• [WORK TASK]: Here is a block of records. Copy every line in it that includes "flower".

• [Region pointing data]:

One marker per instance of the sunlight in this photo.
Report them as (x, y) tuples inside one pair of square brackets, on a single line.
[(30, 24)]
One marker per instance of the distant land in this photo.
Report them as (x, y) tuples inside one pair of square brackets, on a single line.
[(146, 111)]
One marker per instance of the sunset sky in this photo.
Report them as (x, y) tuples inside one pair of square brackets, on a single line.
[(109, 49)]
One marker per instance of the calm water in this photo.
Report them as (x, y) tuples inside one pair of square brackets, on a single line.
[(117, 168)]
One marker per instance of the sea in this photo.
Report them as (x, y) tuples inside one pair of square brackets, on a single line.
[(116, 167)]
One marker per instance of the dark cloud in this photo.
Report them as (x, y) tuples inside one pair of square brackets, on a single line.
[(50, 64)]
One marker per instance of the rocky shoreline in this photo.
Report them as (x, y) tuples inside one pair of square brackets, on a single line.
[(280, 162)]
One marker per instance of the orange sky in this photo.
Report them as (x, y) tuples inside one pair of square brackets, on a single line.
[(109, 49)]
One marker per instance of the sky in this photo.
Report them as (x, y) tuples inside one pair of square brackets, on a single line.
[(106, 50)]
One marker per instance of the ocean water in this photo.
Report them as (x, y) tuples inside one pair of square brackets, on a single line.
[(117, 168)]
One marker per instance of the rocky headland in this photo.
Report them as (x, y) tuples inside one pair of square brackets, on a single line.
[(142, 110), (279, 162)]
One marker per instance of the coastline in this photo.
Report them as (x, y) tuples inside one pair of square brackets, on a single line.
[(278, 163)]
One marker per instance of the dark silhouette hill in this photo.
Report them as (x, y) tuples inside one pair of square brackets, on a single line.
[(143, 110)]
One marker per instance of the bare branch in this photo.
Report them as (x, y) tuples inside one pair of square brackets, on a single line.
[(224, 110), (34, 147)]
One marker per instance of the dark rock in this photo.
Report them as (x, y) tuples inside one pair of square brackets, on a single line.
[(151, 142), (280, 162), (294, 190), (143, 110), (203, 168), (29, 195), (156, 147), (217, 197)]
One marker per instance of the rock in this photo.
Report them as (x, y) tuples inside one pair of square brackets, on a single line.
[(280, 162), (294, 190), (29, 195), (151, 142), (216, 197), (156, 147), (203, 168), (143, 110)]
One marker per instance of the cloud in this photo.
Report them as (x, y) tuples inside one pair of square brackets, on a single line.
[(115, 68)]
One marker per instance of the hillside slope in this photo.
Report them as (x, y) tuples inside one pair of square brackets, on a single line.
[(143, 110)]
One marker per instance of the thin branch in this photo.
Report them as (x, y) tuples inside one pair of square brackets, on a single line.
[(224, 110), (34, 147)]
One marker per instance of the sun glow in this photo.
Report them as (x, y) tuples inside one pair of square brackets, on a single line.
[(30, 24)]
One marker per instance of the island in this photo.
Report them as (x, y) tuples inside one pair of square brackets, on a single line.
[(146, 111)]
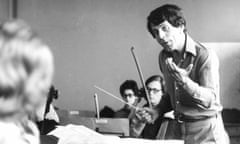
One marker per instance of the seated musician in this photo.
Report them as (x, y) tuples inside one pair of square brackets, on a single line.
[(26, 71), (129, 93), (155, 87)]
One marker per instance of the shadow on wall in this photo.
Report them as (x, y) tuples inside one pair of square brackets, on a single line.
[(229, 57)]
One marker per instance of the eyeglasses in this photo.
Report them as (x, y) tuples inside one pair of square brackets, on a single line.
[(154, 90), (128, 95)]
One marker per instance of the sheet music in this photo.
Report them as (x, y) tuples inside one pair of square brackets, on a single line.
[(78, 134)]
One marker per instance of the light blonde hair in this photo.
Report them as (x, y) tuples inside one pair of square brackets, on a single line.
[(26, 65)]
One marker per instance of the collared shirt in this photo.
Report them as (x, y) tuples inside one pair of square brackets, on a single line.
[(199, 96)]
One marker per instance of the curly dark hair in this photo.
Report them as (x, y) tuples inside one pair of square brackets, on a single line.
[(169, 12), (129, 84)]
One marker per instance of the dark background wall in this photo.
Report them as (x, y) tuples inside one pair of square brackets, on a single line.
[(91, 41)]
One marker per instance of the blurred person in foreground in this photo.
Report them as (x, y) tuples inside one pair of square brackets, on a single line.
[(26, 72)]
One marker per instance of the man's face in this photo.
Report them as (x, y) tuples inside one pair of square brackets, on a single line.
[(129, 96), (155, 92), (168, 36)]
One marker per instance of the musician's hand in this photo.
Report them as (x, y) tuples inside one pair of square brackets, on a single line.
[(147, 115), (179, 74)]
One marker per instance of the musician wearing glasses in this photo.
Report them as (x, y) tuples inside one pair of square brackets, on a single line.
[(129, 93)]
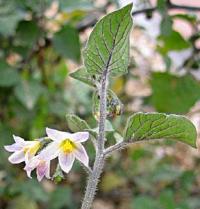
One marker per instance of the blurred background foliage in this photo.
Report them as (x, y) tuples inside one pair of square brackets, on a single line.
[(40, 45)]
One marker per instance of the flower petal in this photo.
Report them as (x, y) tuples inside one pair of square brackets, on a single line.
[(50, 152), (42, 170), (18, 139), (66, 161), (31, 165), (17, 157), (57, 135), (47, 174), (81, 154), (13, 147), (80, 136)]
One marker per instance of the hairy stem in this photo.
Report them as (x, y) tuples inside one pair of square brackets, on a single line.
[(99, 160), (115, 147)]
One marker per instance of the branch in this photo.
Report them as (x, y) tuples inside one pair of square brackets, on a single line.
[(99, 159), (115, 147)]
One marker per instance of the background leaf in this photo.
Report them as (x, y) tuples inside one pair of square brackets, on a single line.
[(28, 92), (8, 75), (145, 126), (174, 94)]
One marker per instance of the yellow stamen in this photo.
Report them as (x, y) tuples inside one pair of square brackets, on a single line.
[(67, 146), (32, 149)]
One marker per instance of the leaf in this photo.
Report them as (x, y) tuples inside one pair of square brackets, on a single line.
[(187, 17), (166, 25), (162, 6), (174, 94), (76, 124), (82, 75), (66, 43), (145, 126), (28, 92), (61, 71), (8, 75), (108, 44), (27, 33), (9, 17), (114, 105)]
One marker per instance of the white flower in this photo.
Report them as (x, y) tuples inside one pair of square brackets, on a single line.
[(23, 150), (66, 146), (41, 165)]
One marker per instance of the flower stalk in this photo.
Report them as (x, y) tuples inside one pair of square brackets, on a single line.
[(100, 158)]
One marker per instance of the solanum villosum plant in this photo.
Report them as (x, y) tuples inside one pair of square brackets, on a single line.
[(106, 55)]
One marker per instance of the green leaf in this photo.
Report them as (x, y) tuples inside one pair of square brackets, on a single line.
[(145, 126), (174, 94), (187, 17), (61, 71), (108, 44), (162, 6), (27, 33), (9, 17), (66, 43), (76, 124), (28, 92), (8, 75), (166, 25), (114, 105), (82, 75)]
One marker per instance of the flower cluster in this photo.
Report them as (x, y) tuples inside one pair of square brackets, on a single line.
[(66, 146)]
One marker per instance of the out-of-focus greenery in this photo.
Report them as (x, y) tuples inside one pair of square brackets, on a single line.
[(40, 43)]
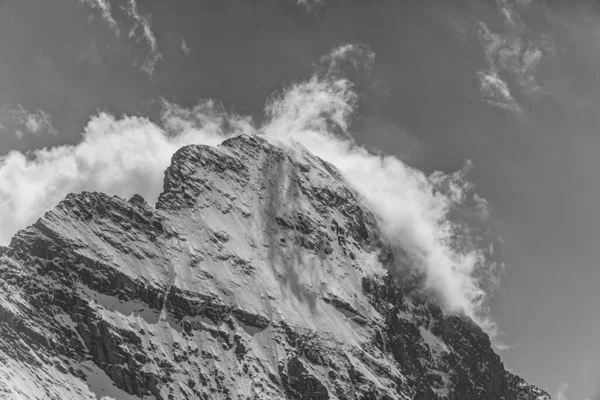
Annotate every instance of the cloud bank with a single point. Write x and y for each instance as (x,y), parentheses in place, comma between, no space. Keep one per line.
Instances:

---

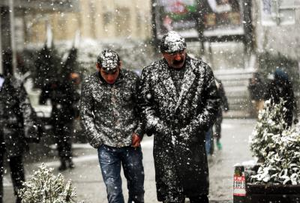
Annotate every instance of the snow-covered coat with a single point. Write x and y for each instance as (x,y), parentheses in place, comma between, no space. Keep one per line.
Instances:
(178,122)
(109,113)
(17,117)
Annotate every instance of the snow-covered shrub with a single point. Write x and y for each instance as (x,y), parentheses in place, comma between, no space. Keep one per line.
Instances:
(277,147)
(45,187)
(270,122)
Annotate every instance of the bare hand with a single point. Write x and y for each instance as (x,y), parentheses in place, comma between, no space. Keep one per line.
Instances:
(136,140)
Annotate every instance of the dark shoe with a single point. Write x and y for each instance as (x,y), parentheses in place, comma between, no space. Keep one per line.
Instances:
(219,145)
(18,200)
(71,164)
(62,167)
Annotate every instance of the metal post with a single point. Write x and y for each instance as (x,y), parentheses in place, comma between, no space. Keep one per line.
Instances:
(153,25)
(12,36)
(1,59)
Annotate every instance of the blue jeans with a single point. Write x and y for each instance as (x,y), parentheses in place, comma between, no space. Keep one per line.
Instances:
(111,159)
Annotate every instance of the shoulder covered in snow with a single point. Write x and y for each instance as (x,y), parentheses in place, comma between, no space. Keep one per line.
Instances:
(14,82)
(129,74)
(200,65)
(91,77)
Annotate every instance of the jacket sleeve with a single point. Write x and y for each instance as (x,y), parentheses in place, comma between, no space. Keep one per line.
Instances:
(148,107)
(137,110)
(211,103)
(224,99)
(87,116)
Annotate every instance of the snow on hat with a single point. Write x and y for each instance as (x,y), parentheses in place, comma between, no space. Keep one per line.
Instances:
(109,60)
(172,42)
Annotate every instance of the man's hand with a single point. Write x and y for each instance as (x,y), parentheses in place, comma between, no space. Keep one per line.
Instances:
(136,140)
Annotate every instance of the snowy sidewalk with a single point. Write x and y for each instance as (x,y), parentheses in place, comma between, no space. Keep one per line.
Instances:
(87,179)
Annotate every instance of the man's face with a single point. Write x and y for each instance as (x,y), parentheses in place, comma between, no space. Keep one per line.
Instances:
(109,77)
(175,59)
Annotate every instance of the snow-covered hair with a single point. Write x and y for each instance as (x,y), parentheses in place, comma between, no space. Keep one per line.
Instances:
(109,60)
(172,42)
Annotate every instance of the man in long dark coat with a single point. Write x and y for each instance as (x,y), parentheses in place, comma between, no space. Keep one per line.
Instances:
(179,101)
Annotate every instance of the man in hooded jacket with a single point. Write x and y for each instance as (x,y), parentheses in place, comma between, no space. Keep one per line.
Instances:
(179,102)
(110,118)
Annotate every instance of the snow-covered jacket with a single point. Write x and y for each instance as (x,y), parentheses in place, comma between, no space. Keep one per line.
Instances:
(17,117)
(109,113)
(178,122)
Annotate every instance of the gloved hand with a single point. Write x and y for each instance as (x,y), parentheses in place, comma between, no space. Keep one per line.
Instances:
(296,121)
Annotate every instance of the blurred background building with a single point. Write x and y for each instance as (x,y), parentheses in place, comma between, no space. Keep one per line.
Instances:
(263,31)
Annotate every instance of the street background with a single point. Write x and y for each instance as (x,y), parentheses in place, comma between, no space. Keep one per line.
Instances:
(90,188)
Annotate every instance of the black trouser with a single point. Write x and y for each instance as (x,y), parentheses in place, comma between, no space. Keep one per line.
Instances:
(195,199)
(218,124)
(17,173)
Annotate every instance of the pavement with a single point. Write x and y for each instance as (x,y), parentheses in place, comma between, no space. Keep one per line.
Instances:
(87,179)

• [RESULT OF THE EXERCISE]:
One marker per instance of the flower petal in this photo.
One marker per instance of the white flower in this photo.
One marker per instance of the flower stalk in this photo.
One marker per instance of the flower cluster in this photo.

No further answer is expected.